_Activity_
Output all of the entries exactly as written.

_Source records_

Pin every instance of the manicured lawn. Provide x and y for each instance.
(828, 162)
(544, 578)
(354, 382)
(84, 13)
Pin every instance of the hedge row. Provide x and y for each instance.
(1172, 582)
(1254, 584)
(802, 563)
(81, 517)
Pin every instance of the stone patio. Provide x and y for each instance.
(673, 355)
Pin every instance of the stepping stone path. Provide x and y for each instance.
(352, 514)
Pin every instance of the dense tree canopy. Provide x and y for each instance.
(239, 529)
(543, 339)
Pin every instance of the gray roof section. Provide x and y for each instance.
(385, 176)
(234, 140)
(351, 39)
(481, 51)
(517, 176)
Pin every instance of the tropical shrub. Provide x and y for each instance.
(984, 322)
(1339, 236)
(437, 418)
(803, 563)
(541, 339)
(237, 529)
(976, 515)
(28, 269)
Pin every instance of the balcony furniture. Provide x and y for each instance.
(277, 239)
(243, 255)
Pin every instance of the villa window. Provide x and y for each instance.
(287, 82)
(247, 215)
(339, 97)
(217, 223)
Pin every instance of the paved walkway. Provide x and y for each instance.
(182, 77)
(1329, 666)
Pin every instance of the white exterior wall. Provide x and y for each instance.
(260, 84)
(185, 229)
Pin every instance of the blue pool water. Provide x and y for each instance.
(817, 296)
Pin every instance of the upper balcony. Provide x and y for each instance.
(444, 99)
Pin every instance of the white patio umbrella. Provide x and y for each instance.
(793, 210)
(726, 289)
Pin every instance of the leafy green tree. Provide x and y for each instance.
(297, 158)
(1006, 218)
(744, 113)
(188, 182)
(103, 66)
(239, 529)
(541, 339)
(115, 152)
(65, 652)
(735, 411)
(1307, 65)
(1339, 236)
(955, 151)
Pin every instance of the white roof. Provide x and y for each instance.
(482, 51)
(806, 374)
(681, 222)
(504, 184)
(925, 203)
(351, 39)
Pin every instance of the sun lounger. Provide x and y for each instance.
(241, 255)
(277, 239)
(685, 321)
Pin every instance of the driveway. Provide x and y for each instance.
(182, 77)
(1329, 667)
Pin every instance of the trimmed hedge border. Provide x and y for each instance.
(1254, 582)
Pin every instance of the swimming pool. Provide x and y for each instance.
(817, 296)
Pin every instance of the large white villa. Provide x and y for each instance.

_Answer to the exercise_
Pin every instance of the manicured lawn. Provide x and y for each instance.
(828, 162)
(544, 578)
(354, 382)
(84, 13)
Pin every instance of the hedge row. Provide x and y for each instance.
(1172, 582)
(1254, 584)
(802, 563)
(81, 517)
Pin every instance of the stone patio. Provide x and y for each instance.
(673, 355)
Pin every instance of the stepping stone path. Provide x and y for each instance.
(352, 514)
Pin every instance of the dense tree canopy. Provide x and y for each instance.
(239, 529)
(543, 339)
Pin every instance of the gray roof section. Provide x and y for each instance.
(385, 176)
(234, 140)
(351, 39)
(481, 51)
(517, 176)
Pin every instance of the tropical shrub. Provide x and y for each instance.
(984, 322)
(1339, 236)
(437, 418)
(803, 563)
(541, 339)
(237, 529)
(976, 515)
(28, 269)
Pin every instance of the balcony furniture. Provide x and y for each instance.
(277, 239)
(243, 255)
Pin every instance of the villa window. Provide x and y for each instance.
(287, 82)
(247, 215)
(339, 97)
(217, 223)
Pin every instance of the paved walkway. Provide x and y for each instance.
(182, 77)
(1329, 666)
Pin every instance of the white exterior wall. Provide x and y for each instance.
(260, 84)
(185, 229)
Pin every instance of the blue pool water. Provide x and y for each instance.
(817, 296)
Pin every instance of the upper balcony. Provide x and y for each instance.
(444, 99)
Pin every instance of the white patio umbrella. Provide x and y for each instance.
(793, 210)
(726, 289)
Pin every instance of the leafy green tree. Provide x and y for each instance.
(297, 158)
(1006, 218)
(744, 113)
(188, 182)
(103, 66)
(239, 529)
(541, 339)
(115, 152)
(65, 652)
(735, 411)
(1307, 65)
(1339, 236)
(955, 151)
Pin every instance of the white roof. Provide x and y for each instance.
(482, 51)
(806, 374)
(681, 222)
(504, 184)
(925, 203)
(351, 39)
Pin every instance of the sun lounger. Provide x and y for each instance.
(241, 255)
(277, 239)
(685, 321)
Pin every instance of the driveway. Provide x and y for each instance.
(182, 77)
(1329, 667)
Pin every instance of the trimmed hedge border. Provide x and y for each instance.
(1254, 582)
Pin every instance of the swimming pool. Provide x and y for each instance.
(817, 296)
Pin every instance of the large white villa. Provide x and y for each instance.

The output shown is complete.